* MATERIAL SUPPLIED
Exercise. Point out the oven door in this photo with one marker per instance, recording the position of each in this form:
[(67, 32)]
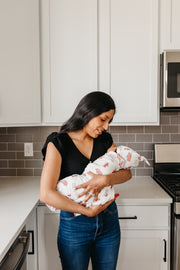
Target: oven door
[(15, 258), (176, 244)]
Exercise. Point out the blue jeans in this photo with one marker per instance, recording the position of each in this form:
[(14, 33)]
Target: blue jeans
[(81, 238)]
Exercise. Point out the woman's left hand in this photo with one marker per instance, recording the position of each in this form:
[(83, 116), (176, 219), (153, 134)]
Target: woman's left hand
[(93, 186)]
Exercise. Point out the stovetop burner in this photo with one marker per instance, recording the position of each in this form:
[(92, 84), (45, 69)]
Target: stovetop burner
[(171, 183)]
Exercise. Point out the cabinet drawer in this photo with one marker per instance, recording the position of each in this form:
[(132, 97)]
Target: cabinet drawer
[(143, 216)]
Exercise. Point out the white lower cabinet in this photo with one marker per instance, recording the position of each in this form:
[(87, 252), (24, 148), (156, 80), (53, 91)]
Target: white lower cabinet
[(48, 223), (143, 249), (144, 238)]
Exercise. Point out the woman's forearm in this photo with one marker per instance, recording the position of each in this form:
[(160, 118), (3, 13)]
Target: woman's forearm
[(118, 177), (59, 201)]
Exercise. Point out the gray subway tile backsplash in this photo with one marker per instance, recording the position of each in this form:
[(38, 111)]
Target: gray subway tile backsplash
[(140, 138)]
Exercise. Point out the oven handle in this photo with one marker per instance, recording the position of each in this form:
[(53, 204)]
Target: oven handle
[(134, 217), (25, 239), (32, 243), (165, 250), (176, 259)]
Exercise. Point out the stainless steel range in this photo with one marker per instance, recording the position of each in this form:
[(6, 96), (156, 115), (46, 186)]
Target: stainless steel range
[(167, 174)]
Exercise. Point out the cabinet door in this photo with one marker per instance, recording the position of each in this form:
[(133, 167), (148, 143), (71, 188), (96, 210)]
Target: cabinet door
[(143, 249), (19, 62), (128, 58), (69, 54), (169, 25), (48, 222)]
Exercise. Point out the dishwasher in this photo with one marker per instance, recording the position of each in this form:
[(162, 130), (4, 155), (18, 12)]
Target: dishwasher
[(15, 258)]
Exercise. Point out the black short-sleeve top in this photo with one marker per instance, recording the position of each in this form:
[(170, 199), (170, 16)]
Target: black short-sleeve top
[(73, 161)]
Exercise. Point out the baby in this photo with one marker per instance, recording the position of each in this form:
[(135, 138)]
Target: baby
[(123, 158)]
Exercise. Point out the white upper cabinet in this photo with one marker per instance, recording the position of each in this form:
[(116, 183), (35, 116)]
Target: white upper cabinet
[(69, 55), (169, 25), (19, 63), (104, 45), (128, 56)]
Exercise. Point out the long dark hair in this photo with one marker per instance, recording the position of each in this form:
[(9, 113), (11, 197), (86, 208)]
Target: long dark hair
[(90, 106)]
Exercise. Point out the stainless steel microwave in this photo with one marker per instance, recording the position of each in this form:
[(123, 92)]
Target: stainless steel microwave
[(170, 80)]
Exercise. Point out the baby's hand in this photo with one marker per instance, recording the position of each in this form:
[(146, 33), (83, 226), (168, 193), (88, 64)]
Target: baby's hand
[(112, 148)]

* * *

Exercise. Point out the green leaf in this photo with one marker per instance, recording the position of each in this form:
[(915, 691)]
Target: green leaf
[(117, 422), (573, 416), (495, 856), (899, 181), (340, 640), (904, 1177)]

* INSTRUCTIONS FOR THE TASK
Copy out once more, without any change, everything from the line containing "Exercise. Point out the stovetop" down to the line containing "[(118, 177), (59, 201)]", including both of those lines.

* TASK RESULT
Exercise. Point out the stovetop burner in this photo with one marker per instance, recording the position of each in this form:
[(92, 84), (45, 69)]
Target: stovetop burner
[(171, 183)]
Exercise. Point out the cabinet drawer in this photo with one marker per instance, recording the position of each in this form:
[(132, 97)]
Target: cabinet drawer
[(143, 216)]
Exercise. Point out the white lower cabinet in this photo with one marker per instance, recording the position of each in this form:
[(87, 252), (24, 148), (156, 80), (53, 91)]
Target: white lower cabinet
[(48, 223), (143, 249), (144, 238)]
Exercise. Point out the woman's forearm in this photo with one marker per instance, recording the position of each in this form:
[(160, 118), (3, 13)]
Target: woman's forearm
[(118, 177), (59, 201)]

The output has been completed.